Work to complete
A. Pull out each line of the rows below that contains the string "concrete".
B. Write the next part of the article below on ethanol as an octane enhancer, starting after its final sentence.

**** Page extract ****

In the farmdoc daily article of January 13, 2016 we chronicled the recent sharp decline in crude oil and gasoline prices that has resulted in the “upside-down” relationship of ethanol prices exceeding gasoline prices. Figure 1 shows wholesale ethanol and CBOB gasoline prices at the U.S. Gulf, and it indicates that ethanol prices have remained well above gasoline prices over the last month. We noted in the previous article that crude oil and gasoline prices could remain low for an extended period, perhaps threatening the competitive position of ethanol in gasoline blends. However, the RFS conventional ethanol mandate provides a safety net for domestic ethanol consumption even when ethanol prices are above gasoline prices. In addition, the conventional ethanol mandate implies that the price of ethanol would have to remain above the ethanol plant “shut down” price in order to ensure that mandated quantities of ethanol are produced. We did acknowledge that a continuation of high ethanol prices relative to gasoline prices opens the possibility that ethanol will become a relatively expensive source of octane in gasoline blends. Here, we examine the price relationship between ethanol and the alternative sources of octane known as aromatics as an indication of the competitive position of ethanol as an octane enhancer.
Gasoline sold at the pump is actually a blend of ethanol and a number of petroleum products, such as methane, butane, and naptha (see Leffler, 2008, Ch. 14). Refinery blending economics for gasoline are complicated due to the differing array of characteristics of alternative blending components and regulatory requirements to produce “spec” gasoline. For example, ethanol has chemical characteristics that may be beneficial, e.g., as an octane enhancer, or detrimental, e.g., high vapor pressure. Energy companies have developed sophisticated mathematical refinery models to determine optimal blends of the various gasoline components given prices and technical specifications.
We focus on the value of ethanol in the gasoline blend as an octane enhancer because there is ample evidence the market value of ethanol is related to its relatively high octane rating. While certainly not equivalent to a complete mathematical treatment of gasoline blending, a direct comparison of the price of ethanol and alternative sources of octane does shed some light on the question of the marginal value of ethanol as an octane enhancer. We first addressed the issue of the relationship of ethanol prices to the price of other octane enhancers in the farmdoc daily article of January 30, 2015. In particular, we considered the price of the aromatic compounds benzene, toluene, and xylene relative to the price of ethanol. These compounds have octane ratings generally similar to that of ethanol and have a long history as octane enhancers in gasoline blends. Aromatics are typically produced via high-pressure catalytic reformers in the same refineries that produce other petroleum feedstock for gasoline blending. In our previous article, we examined the weekly prices of these aromatics and the price of ethanol at the Gulf for the period January 4, 2013 through January 16, 2015. Except for a brief period in the spring of 2014, ethanol was lower priced than each of the aromatics. Ethanol prices were below the average price of the three aromatics for the entire time period, suggesting that ethanol was generally the low cost octane enhancer for the entire period. The question is whether that position has changed over the past year in light of substantial further decline in the price of crude oil and gasoline.

**** Records to use ****

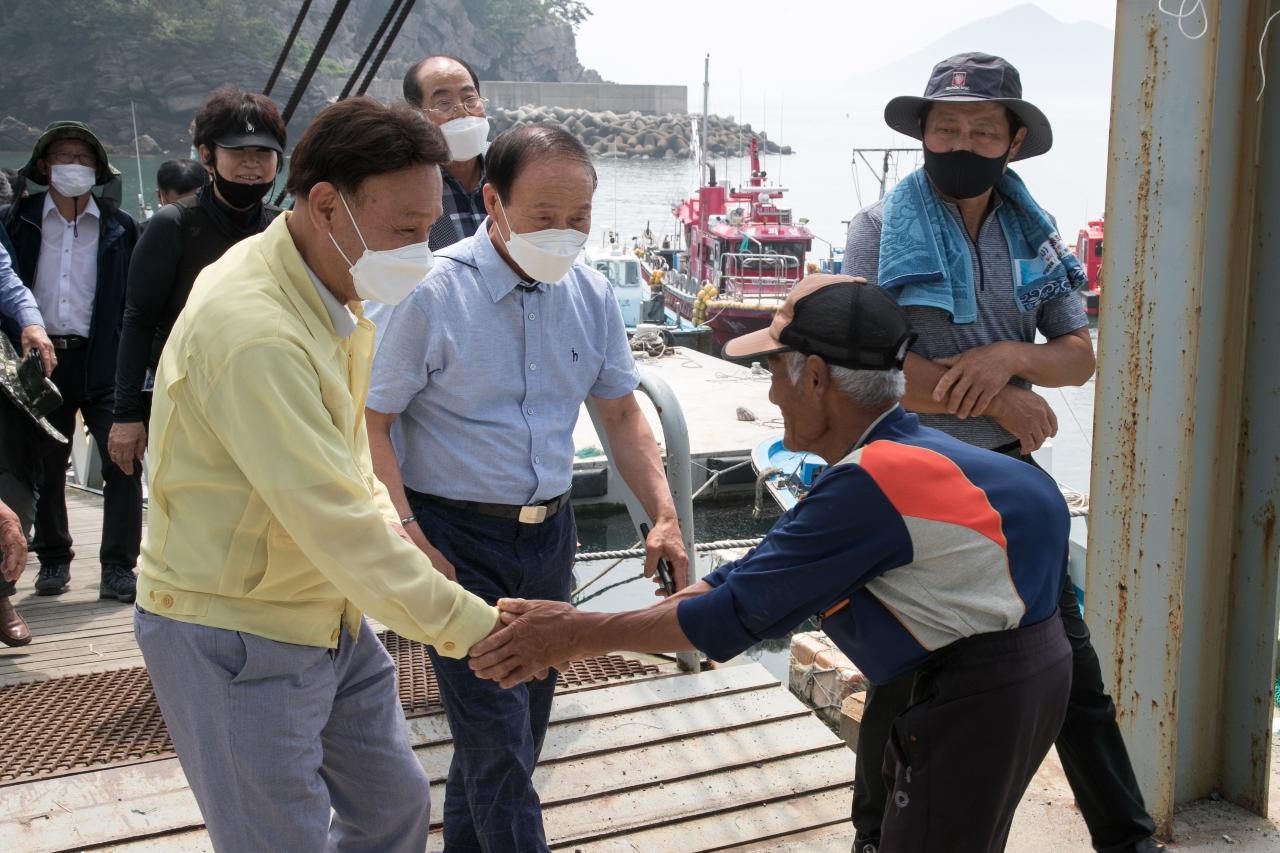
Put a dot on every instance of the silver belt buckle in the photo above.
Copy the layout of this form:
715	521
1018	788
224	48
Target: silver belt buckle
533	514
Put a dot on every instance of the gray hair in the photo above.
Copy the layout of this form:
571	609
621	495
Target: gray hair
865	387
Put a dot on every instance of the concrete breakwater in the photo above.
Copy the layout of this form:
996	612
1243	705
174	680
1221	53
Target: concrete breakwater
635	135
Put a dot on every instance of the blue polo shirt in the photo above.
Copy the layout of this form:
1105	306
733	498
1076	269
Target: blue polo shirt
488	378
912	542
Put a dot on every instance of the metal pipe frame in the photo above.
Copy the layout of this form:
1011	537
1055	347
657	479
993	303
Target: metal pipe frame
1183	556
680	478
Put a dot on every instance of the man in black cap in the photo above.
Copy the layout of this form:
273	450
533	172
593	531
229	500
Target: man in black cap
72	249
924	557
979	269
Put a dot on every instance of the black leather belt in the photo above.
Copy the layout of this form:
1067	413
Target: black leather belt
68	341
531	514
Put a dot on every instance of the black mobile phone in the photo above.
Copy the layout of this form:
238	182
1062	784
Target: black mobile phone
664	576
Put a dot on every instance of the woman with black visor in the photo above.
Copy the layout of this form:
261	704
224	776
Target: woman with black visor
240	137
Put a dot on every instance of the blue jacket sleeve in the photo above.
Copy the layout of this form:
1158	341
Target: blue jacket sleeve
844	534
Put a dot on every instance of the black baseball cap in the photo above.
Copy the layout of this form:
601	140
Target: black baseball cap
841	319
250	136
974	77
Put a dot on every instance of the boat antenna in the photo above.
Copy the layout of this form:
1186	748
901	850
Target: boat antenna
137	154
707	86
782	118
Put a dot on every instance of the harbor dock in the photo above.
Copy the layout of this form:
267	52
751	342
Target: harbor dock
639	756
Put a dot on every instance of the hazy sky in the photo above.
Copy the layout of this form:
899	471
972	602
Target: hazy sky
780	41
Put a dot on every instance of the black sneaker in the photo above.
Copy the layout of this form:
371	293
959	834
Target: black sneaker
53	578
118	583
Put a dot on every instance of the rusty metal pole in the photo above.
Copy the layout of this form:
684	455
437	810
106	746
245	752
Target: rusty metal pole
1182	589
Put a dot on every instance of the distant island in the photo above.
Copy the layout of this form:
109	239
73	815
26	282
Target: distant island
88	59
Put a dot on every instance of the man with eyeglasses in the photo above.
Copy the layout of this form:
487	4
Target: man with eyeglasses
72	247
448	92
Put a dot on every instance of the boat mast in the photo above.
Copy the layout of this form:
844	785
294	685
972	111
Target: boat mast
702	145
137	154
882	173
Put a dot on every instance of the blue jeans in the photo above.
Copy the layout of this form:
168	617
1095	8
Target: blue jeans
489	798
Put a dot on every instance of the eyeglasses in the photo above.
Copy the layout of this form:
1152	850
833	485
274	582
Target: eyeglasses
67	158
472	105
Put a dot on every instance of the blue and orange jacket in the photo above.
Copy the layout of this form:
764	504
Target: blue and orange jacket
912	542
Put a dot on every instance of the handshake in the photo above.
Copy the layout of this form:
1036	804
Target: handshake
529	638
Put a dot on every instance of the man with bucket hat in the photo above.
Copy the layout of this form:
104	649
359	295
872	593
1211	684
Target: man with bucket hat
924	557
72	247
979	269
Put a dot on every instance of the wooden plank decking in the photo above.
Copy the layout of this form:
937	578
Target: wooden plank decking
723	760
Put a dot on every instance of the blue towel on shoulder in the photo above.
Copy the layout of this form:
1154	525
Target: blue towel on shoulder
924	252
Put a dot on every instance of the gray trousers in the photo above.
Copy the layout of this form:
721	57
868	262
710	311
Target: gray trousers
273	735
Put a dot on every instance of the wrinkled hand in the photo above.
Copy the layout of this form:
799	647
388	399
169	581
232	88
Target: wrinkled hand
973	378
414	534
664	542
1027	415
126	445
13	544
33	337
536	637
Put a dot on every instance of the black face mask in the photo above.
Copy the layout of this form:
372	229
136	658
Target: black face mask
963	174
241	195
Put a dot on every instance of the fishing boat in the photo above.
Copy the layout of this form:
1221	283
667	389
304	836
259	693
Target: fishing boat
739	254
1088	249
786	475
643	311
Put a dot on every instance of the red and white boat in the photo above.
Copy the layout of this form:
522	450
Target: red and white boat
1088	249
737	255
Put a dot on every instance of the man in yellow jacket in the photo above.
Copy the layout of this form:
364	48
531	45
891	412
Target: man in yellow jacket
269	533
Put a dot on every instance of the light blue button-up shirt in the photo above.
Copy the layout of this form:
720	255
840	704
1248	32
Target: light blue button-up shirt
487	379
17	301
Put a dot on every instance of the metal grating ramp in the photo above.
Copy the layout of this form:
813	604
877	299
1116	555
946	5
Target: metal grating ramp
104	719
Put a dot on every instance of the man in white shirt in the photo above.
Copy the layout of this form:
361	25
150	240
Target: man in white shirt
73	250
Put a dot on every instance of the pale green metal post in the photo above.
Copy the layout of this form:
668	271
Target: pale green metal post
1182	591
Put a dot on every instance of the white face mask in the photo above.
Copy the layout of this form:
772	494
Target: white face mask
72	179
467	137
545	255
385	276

****

Answers to the tasks
A.
Put a dot on every instance of the concrete breakwater in the photo above.
Target: concrete breakwater

B.
The weekly (Friday) price of each of the three aromatics and the price of CBOB gasoline at the U.S. Gulf are shown in Figure 2 for the period January 4, 2013 through January 29, 2015. The source for the aromatics price data is Bloomberg, while the CBOB data is from OPIS. During 2013 and 2014 benzene was the highest priced aromatic, sometimes by a wide margin, but this premium essentially disappeared in early 2015. The prices of toluene and xylene were very similar for the entire period. All three aromatics prices in 2015 and so far in 2016 have tended to move together. CBOB prices were always substantially lower than the price of the aromatics, which is not surprising given the higher production costs of the aromatics compared to other petroleum blendstocks. In general, the aromatics have been priced about 140 to 170 percent above CBOB. It is interesting to note that the aromatic price premium has actually increased in recent months.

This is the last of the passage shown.